[Reading passage]
A pithy post? I am impressed. ;)

While going back through some old threads I noticed some advice I gave DS once about the value of brevity. Then I saw the length of my topics. It's a great feeling when one laughs out loud at themselves.

I'm going to hold all my econobabble mumbo jumbo until tomorrow. Until then, I just want to read everyone else's comments :)

2   Peter T   2006 Aug 7, 4:43pm  

I expect a bifurcation of the value of the dollar. Internationally, the dollar will depreciate. Inside the US, the dollar will appreciate, to pay back all the debts that were built up. Americans will be poorer or, better, less rich, compared with the rest of the world, and won't be able to buy so much oil for themselves anymore.

3   astrid   2006 Aug 7, 5:02pm  

Peter T,

That would be an rather painful scenario for Americans, especially since so many are leveraged to an inch of their economic life (that's a bit of a pun, since bankruptcy is essentially the death of the legal person).

I just read about BP shutting down their Prudhoe Bay operation for pipe repair. That sounds rather bad, especially when oil prices are already so high and August tends to be the peak of the summer travel season.

[Record extracts]
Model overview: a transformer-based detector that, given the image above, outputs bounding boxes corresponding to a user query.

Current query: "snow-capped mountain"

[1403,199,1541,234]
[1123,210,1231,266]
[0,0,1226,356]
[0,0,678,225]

[Exercise] Can you print everything in the forum thread above from "That would be" down to "summer travel season.", word for word?

[Answer in full]
That would be an rather painful scenario for Americans, especially since so many are leveraged to an inch of their economic life (that's a bit of a pun, since bankruptcy is essentially the death of the legal person).

I just read about BP shutting down their Prudhoe Bay operation for pipe repair. That sounds rather bad, especially when oil prices are already so high and August tends to be the peak of the summer travel season.